### [Objectif 1]
Réponds à ces questions sur l'article consacré à Stephen King, une réponse par ligne, marquée comme la question :
(a) Quel film faisait peur rien qu'avec sa bande-annonce ?
(b) Qu'est-ce qui a fait disparaître cette peur ?
(c) Sur quel pays le regard de King est-il dit acerbe et sans concession ?
### [Objectif 2]
Reprends mot pour mot le passage de l'article sur Stephen King qui va de "Quand j’étais gamin, les" jusqu'à "concession sur l’Amérique.", ces deux bouts compris.

### [Article]
+++++
Quand j’étais gamin, les films adaptés des romans de Stephen King me terrifiaient. Il y en avait notamment un qui me foutait la frousse, rien qu’à la bande annonce, c’était Il et son fameux clown qui était tout sauf gentil et bienveillant envers les enfants. Vu sa tronche, c’était le cauchemar assuré. Depuis je m’interdisais à voir les longs-métrages en question. Pire, l’âge et la maturité ont fait que cette peur s’est dissipée, ce qui m’a permis de découvrir l’œuvre de King et surtout les messages qu’il cherche à véhiculer, notamment son regard acerbe et sans concession sur l’Amérique.
+++++
### [Enregistrements fournis]
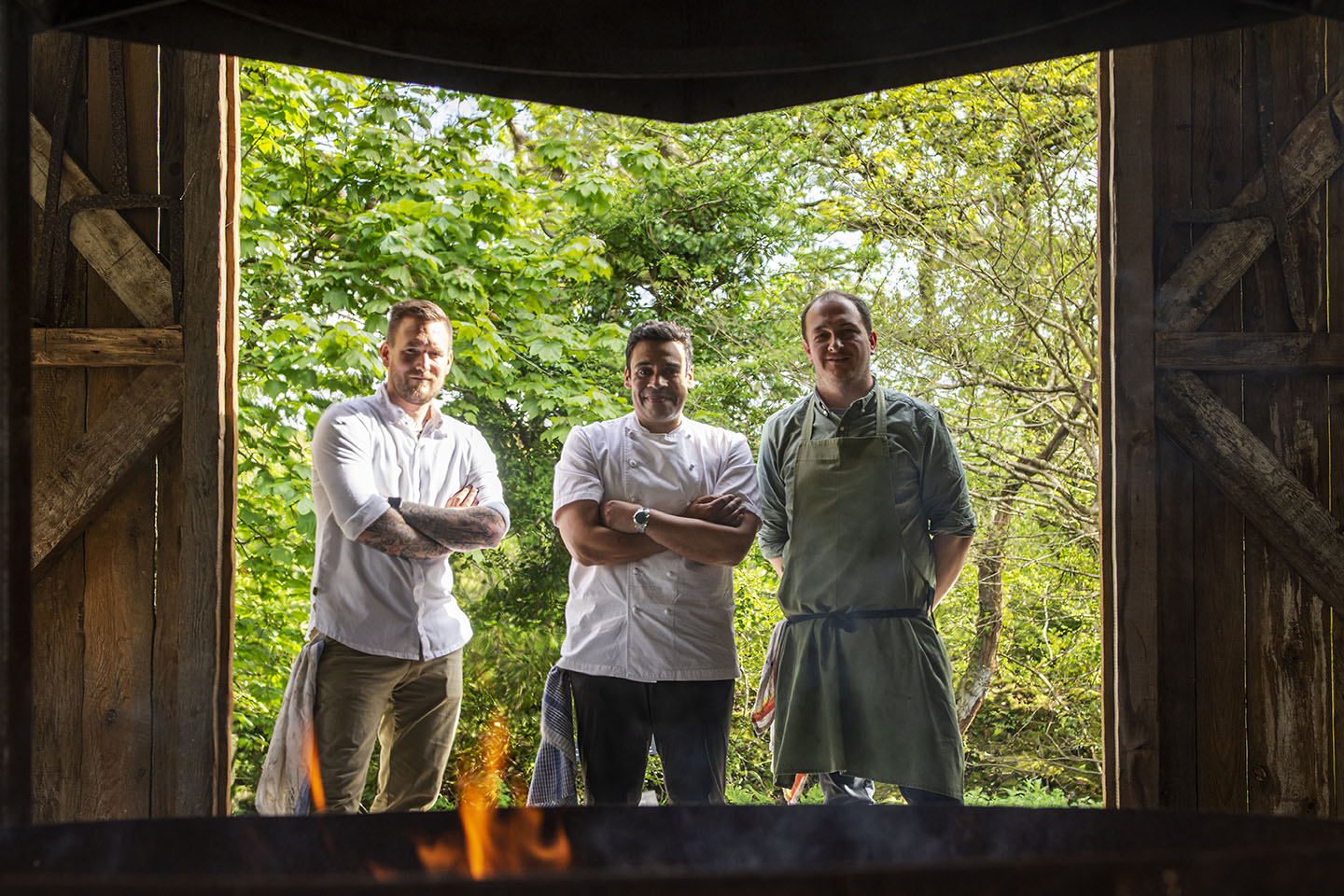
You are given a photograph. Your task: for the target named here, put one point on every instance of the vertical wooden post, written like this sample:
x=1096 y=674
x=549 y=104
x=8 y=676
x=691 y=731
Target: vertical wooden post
x=15 y=425
x=1129 y=525
x=207 y=481
x=1176 y=623
x=1219 y=647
+++++
### [Réponse complète 1]
(a) Il, avec son fameux clown.
(b) L'âge et la maturité.
(c) L'Amérique.

### [Réponse complète 2]
Quand j’étais gamin, les films adaptés des romans de Stephen King me terrifiaient. Il y en avait notamment un qui me foutait la frousse, rien qu’à la bande annonce, c’était Il et son fameux clown qui était tout sauf gentil et bienveillant envers les enfants. Vu sa tronche, c’était le cauchemar assuré. Depuis je m’interdisais à voir les longs-métrages en question. Pire, l’âge et la maturité ont fait que cette peur s’est dissipée, ce qui m’a permis de découvrir l’œuvre de King et surtout les messages qu’il cherche à véhiculer, notamment son regard acerbe et sans concession sur l’Amérique.